## Dataset content:
*****

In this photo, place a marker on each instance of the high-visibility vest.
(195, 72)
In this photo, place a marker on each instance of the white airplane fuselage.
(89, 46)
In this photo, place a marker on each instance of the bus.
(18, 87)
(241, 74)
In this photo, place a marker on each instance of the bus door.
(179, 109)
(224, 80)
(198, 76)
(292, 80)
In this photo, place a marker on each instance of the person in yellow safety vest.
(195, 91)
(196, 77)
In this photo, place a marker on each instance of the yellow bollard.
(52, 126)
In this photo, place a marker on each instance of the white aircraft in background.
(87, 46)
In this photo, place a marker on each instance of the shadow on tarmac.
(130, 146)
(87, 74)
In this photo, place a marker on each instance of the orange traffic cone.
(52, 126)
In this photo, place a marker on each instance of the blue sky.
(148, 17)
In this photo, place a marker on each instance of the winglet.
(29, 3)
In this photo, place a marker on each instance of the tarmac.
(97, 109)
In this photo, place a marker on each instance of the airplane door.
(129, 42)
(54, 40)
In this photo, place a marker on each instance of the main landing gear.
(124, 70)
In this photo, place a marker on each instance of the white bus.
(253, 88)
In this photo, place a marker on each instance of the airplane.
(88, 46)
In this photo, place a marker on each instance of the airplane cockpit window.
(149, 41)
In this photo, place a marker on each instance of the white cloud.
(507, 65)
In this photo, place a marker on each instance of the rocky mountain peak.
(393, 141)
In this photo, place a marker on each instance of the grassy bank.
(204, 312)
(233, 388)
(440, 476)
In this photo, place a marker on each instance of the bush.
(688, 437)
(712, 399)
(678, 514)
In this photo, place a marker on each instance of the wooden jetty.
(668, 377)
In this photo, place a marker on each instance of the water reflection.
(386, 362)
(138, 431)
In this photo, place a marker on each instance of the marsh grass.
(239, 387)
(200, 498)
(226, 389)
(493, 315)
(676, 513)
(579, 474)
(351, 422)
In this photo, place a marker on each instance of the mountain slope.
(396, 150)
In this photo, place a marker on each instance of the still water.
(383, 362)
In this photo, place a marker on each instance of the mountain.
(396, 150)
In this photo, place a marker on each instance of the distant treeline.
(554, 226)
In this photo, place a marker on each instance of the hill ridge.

*****

## Challenge:
Write out all of the items above word for word, changing nothing.

## Task answer:
In this photo, place a marker on each instance of the high-visibility vest.
(195, 72)
In this photo, place a marker on each instance of the white airplane fuselage.
(89, 46)
In this photo, place a marker on each instance of the bus.
(18, 87)
(241, 74)
In this photo, place a marker on each instance of the bus door.
(179, 109)
(224, 80)
(198, 76)
(292, 80)
In this photo, place a marker on each instance of the person in yellow safety vest.
(195, 91)
(196, 77)
In this photo, place a marker on each instance of the yellow bollard.
(52, 126)
In this photo, place a marker on each instance of the white aircraft in background.
(87, 46)
In this photo, place a marker on each instance of the shadow on tarmac.
(130, 146)
(87, 74)
In this photo, place a marker on each instance of the orange traffic cone.
(52, 126)
In this photo, place a marker on each instance of the blue sky.
(148, 17)
In this photo, place a marker on each instance of the winglet.
(29, 3)
In this photo, place a marker on each instance of the tarmac.
(97, 109)
In this photo, place a marker on each instance of the airplane door.
(129, 42)
(54, 40)
In this photo, place a marker on each instance of the main landing gear.
(124, 70)
In this photo, place a marker on each instance of the white bus.
(253, 88)
In this photo, place a marker on each instance of the airplane.
(88, 46)
In this photo, place a marker on each instance of the airplane cockpit window.
(149, 41)
In this photo, place a marker on each instance of the white cloud.
(507, 65)
In this photo, place a marker on each instance of the rocky mountain peak.
(393, 141)
In this photo, place a marker on each instance of the grassy bank.
(204, 312)
(233, 388)
(440, 476)
In this photo, place a marker on each instance of the bush.
(688, 437)
(712, 399)
(678, 514)
In this photo, place a marker on each instance of the wooden jetty.
(668, 377)
In this photo, place a marker on each instance of the water reflection.
(386, 362)
(138, 431)
In this photo, place a marker on each instance of the marsh grass.
(239, 387)
(200, 498)
(226, 389)
(493, 315)
(676, 513)
(579, 474)
(351, 422)
In this photo, place a marker on each instance of the mountain slope.
(396, 150)
In this photo, place a marker on each instance of the still water.
(383, 362)
In this photo, place a marker on each instance of the mountain.
(396, 150)
In this photo, place a marker on each instance of the distant treeline.
(554, 226)
In this photo, place a marker on each instance of the hill ridge.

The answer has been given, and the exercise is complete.